Records to process:
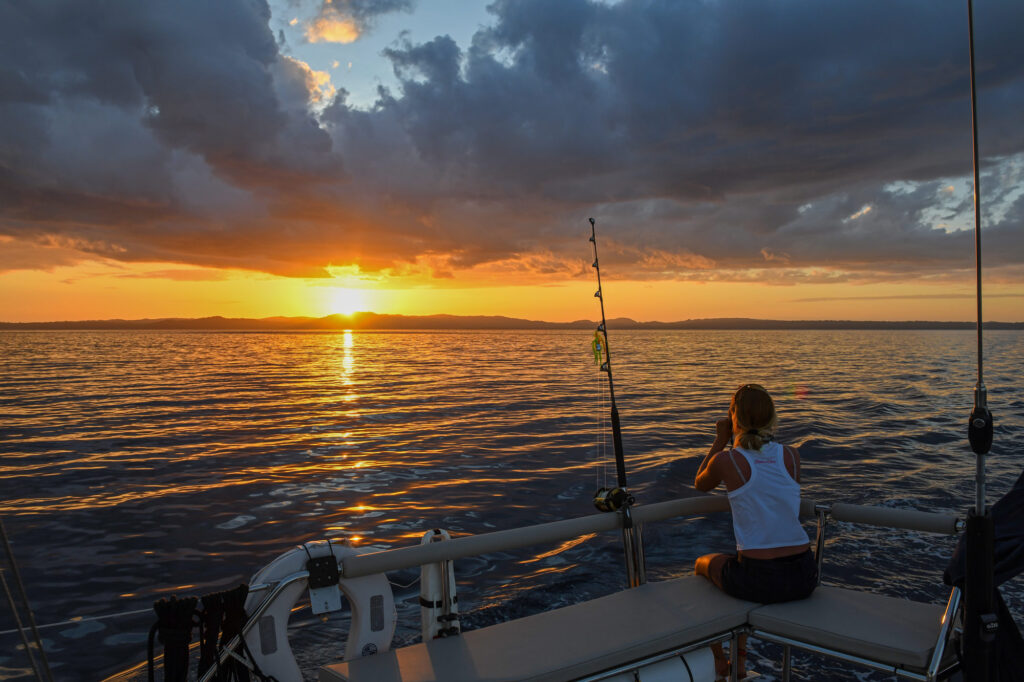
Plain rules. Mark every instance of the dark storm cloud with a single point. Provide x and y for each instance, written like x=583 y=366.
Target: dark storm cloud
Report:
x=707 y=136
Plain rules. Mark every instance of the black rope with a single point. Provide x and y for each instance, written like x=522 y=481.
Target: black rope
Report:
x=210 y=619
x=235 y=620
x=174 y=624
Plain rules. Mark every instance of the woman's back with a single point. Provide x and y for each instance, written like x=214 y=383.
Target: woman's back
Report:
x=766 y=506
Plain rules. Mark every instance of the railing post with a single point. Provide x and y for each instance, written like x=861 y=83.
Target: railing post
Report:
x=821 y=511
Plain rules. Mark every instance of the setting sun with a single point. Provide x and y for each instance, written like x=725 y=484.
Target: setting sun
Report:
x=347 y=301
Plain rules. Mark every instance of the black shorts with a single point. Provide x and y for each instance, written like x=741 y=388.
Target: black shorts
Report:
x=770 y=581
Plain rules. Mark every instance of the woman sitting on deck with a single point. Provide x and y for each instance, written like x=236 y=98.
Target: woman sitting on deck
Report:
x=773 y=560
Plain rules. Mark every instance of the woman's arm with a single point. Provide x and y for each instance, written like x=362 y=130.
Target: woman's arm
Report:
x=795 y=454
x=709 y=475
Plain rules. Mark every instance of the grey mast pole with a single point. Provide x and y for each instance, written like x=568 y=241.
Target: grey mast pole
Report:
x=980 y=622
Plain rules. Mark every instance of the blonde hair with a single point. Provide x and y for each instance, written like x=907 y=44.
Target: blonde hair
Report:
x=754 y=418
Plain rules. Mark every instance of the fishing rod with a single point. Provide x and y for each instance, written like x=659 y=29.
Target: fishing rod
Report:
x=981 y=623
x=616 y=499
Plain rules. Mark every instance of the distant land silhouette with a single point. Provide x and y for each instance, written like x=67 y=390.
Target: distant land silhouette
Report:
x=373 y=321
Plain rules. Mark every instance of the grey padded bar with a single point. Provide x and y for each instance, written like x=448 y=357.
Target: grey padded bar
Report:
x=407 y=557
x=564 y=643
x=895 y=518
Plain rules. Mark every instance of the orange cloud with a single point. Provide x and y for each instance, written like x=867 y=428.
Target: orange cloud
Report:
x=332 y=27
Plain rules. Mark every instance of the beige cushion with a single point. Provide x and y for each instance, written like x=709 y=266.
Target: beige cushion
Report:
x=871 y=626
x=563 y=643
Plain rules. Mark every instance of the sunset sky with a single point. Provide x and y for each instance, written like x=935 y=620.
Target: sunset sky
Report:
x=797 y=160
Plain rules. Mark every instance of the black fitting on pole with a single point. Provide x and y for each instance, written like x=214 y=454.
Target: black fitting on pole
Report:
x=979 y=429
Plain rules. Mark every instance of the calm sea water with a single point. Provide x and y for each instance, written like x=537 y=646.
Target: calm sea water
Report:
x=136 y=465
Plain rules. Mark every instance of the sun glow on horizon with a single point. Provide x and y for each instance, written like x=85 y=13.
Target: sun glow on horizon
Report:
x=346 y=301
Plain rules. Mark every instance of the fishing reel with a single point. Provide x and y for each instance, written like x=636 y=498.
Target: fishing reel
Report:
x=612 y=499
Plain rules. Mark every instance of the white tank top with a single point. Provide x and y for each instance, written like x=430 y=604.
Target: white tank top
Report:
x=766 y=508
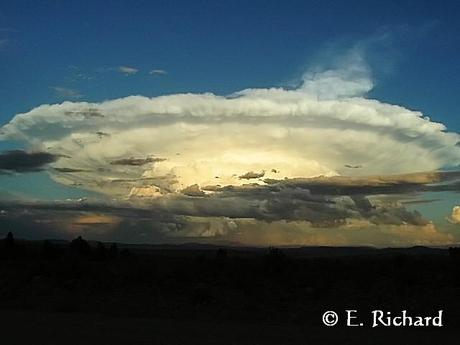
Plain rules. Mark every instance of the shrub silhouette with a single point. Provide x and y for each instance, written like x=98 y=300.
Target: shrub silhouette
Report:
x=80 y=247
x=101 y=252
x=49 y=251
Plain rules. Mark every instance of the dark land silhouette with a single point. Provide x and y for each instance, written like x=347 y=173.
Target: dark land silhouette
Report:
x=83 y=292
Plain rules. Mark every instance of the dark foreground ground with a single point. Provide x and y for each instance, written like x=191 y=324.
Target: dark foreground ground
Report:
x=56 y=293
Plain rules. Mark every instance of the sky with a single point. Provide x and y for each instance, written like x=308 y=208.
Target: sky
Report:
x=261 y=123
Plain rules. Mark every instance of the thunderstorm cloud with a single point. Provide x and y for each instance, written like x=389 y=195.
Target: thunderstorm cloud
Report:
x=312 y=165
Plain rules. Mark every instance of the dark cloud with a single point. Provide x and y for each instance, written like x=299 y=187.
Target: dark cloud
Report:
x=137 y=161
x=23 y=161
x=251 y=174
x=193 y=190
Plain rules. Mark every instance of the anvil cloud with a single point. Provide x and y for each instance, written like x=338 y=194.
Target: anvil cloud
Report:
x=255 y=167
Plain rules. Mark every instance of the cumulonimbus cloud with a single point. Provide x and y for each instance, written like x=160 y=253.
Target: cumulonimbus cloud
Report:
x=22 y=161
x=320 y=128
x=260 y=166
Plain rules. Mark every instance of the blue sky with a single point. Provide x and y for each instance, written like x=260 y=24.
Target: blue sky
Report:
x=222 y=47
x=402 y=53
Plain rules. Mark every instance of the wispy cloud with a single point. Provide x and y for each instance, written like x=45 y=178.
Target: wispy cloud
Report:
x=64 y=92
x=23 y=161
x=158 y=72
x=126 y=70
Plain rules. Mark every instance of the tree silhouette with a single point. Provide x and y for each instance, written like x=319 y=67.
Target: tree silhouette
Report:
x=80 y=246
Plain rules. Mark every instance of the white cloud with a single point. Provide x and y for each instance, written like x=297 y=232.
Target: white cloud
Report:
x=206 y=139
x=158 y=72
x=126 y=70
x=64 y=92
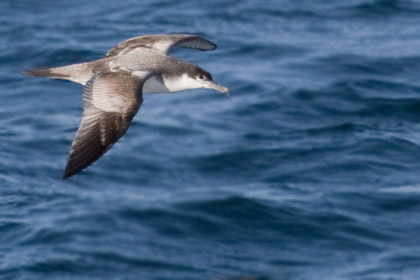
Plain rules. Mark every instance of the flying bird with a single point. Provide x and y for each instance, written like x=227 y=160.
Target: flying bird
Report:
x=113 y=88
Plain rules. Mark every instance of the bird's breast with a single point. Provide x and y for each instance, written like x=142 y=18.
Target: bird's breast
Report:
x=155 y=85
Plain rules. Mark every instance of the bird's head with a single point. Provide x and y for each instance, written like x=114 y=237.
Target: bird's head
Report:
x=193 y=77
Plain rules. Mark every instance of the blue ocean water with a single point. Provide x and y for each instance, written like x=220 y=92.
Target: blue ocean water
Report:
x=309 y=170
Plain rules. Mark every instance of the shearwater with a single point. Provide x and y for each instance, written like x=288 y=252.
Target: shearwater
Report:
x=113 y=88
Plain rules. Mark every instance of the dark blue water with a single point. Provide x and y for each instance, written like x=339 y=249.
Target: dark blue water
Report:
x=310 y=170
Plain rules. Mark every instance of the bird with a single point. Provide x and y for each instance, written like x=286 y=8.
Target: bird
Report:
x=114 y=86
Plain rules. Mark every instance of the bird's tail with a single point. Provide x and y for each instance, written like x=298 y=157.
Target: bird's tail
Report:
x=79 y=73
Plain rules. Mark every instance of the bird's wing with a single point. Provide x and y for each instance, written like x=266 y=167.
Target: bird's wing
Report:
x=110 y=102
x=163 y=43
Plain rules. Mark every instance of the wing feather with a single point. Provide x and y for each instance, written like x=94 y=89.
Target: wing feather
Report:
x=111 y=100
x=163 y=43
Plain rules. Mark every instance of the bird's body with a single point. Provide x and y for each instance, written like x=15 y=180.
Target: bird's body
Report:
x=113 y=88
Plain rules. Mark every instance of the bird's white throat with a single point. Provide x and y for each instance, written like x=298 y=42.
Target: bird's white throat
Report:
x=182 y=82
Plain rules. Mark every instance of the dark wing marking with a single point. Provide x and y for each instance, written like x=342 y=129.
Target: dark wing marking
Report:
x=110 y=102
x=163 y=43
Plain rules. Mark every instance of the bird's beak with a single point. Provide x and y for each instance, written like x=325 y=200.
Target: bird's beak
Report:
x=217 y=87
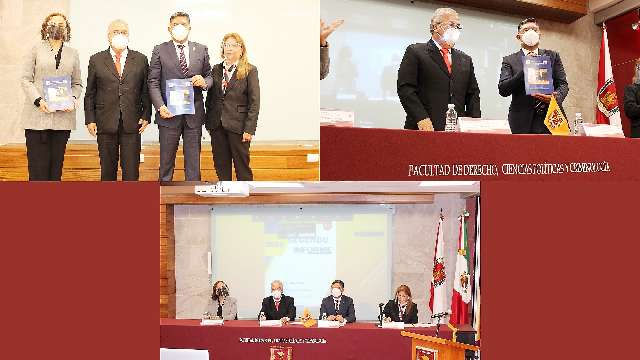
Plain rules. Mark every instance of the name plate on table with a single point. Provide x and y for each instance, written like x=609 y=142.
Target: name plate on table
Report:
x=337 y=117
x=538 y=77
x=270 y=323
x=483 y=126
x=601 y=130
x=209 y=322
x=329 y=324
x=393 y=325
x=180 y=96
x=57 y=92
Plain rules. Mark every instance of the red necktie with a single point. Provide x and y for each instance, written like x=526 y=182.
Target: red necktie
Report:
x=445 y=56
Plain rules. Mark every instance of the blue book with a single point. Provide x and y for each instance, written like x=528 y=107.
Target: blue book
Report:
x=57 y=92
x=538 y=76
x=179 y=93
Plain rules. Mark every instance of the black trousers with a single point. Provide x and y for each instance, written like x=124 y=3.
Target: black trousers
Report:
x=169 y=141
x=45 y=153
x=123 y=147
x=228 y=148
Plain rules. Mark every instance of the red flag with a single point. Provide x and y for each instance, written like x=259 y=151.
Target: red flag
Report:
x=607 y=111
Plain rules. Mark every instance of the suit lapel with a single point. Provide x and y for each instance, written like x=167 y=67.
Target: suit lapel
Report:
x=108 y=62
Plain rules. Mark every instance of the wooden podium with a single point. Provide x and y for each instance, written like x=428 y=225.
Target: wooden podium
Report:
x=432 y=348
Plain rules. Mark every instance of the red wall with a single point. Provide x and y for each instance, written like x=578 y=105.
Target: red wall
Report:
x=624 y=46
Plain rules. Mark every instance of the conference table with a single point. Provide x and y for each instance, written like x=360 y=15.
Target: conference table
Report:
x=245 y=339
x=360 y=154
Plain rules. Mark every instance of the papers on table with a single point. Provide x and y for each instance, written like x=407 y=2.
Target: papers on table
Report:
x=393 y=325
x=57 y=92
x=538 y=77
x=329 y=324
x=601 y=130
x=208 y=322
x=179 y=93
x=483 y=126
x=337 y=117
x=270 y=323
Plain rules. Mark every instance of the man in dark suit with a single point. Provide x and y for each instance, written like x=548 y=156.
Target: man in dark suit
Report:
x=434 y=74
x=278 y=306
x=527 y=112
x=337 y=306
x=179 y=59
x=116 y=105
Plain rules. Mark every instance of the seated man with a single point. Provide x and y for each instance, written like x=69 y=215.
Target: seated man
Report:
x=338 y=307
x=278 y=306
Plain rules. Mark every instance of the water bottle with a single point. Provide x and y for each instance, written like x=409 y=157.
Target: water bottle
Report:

Work instructions:
Reproduce the data starting at the line containing "Plain rules. Mark every instance of the woman's back" and ending at the line containing "x=347 y=301", switching "Report" to "Result" and keeping everything else the same.

Final answer:
Plain rules. Mark every instance of the woman's back with a single point. Provide x and y for each instance, written like x=214 y=383.
Target: woman's back
Result:
x=766 y=506
Plain rules. Mark every instance of the railing post with a single point. Provide x and y for each instance, written like x=861 y=83.
Target: railing post
Result:
x=821 y=511
Plain rules. Mark every instance of the setting sun with a single point. Provide x and y for each instance, written like x=725 y=484.
Target: setting sun
Result:
x=347 y=301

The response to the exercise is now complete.